> **WHAT YOU HAVE TO DO**: Find the string "chair" in the records. Copy each line that has it.
[LISTED ENTRIES Boundary: Start]
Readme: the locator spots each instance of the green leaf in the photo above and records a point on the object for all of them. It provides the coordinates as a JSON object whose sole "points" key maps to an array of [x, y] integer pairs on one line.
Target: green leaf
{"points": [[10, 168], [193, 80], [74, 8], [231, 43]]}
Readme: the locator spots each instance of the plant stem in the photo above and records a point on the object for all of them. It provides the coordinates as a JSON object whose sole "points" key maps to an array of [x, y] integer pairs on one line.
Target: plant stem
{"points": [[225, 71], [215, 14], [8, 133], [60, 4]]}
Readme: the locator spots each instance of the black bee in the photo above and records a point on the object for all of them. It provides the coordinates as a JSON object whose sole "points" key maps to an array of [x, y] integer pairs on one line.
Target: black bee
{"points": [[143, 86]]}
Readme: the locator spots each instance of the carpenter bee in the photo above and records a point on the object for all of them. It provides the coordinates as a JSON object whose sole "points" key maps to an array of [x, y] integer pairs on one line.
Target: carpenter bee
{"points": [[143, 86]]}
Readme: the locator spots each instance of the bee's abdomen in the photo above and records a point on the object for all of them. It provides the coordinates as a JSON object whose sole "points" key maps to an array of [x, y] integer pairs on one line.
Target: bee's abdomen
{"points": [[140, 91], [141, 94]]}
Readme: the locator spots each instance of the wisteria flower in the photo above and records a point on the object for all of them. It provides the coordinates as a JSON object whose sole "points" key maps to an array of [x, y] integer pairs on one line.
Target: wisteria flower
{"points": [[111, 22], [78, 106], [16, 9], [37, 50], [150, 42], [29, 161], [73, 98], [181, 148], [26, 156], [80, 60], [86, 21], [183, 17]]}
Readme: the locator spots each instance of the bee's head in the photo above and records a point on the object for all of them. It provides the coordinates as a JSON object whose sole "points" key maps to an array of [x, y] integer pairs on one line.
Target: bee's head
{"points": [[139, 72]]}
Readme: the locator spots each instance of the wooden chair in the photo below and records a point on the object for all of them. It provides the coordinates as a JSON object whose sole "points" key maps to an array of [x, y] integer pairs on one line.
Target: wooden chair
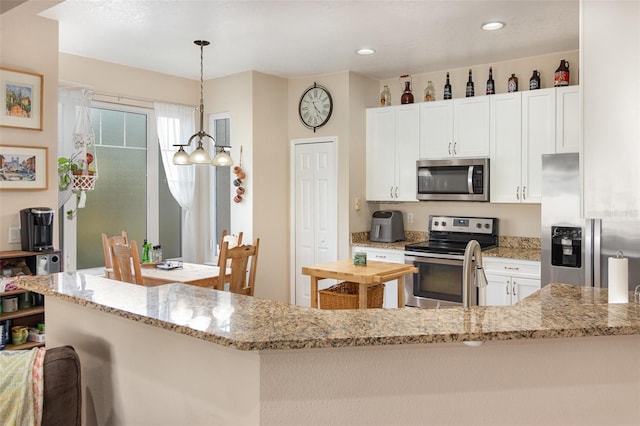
[LISTED ENTRIES Boundary: End]
> **SOLVED PROBLEM**:
Readme: the locator spots each instance of the wooden chair in the photo below and records a point on the object for all of them. It provides the coordinates as a JSON object whose sole "points" key maps to an array of [x, y] integer pairs on one line.
Target: wooden chair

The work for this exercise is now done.